▶ **The exercise**
Retype each line of the material exactly, please, skipping any picture in it.

---+---

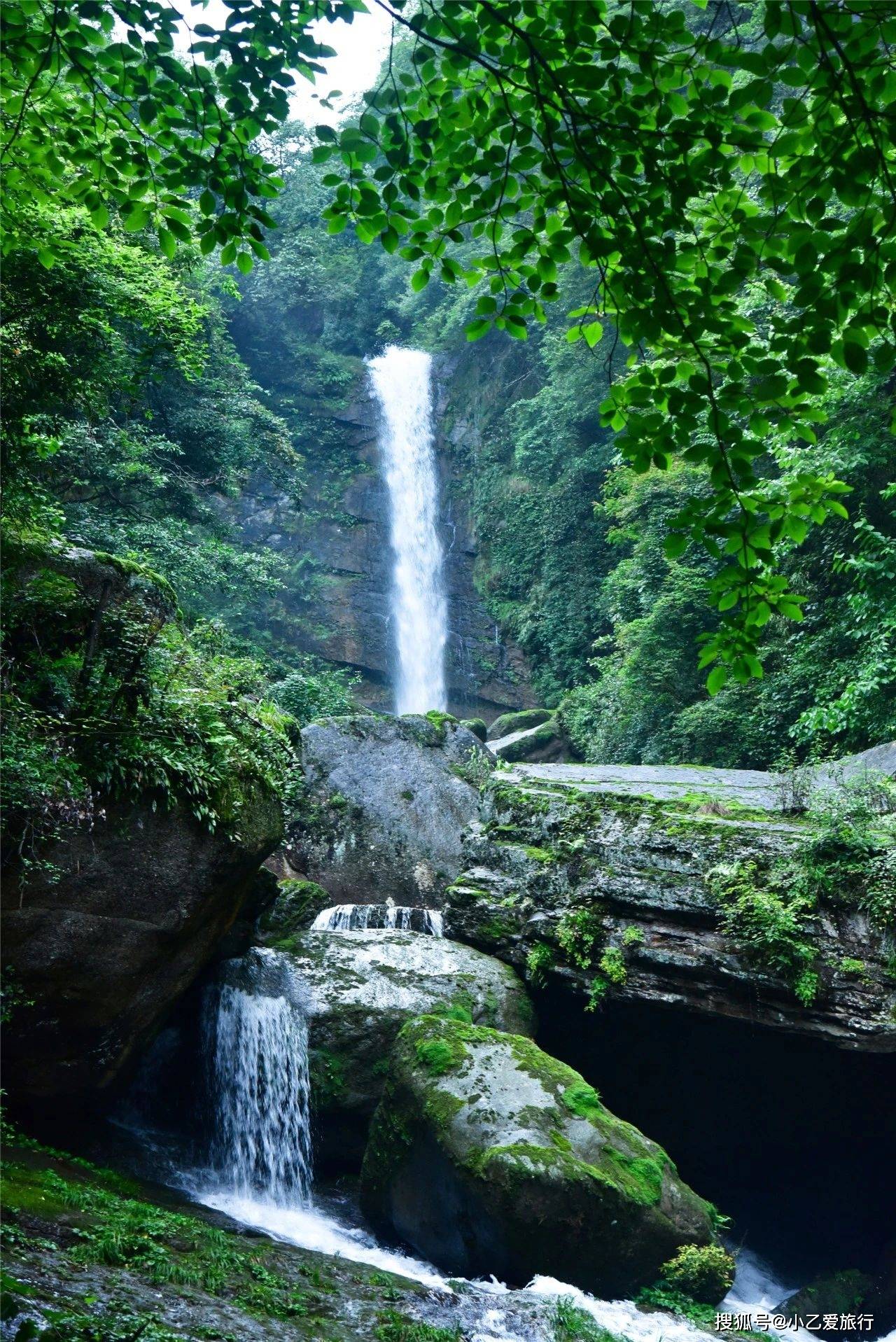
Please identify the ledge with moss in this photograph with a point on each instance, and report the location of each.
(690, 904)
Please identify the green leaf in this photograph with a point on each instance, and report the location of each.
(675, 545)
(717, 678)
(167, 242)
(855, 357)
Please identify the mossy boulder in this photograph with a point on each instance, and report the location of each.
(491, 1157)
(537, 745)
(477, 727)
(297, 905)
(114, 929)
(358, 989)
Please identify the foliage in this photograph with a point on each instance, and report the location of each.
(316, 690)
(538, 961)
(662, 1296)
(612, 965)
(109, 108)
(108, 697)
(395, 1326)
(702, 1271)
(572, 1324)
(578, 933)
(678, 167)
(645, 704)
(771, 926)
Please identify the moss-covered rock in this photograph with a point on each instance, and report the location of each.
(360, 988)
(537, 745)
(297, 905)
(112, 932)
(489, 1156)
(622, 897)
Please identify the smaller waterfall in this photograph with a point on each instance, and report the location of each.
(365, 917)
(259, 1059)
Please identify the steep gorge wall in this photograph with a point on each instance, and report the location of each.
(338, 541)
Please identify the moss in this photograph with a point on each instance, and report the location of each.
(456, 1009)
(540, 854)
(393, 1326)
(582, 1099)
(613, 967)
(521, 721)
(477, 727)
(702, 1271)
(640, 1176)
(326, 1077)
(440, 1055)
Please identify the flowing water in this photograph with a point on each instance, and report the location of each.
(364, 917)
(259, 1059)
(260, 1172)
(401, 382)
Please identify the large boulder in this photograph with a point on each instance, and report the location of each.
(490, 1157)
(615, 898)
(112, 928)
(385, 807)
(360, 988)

---+---

▶ **Solution to the problem**
Please identify the ledge with moss in this photograph with a point on each instance, and report the location of each.
(690, 904)
Please identify the green leaf in this photograph with a point on each instance, and report the location of each.
(675, 545)
(717, 678)
(167, 242)
(855, 357)
Please identify the mossy boulder in this photograph with a point on each instance, and report the location of each.
(491, 1157)
(537, 745)
(477, 727)
(297, 905)
(114, 929)
(358, 989)
Please identify the foliage in this photograph with a point on each instance, and report the location of each.
(316, 690)
(538, 961)
(662, 1296)
(612, 965)
(109, 108)
(108, 697)
(395, 1326)
(702, 1271)
(572, 1324)
(578, 933)
(678, 167)
(645, 704)
(771, 926)
Please identify the moss-covered rock in this photograph with a point on each instance, and report the location of each.
(360, 988)
(537, 745)
(297, 905)
(112, 932)
(489, 1156)
(622, 897)
Please identify the smaller waterfall in this photograph with a point on each instance, and report the location of each.
(365, 917)
(259, 1059)
Please identify the steep gorge wall in this photograph with a point on each instance, and report the location of each.
(338, 541)
Please identify the moss in this photograph with a point on each instance, and report the location of each.
(456, 1009)
(540, 854)
(393, 1326)
(582, 1099)
(613, 967)
(521, 721)
(477, 727)
(702, 1271)
(640, 1176)
(326, 1077)
(440, 1055)
Please identify the flowing water in this photograph with a point on each instance, and report the location of each.
(364, 917)
(259, 1059)
(260, 1172)
(401, 382)
Please identify the large boulder in this photograph with a point on each instance, and report the location of each.
(490, 1157)
(615, 898)
(112, 928)
(385, 807)
(360, 988)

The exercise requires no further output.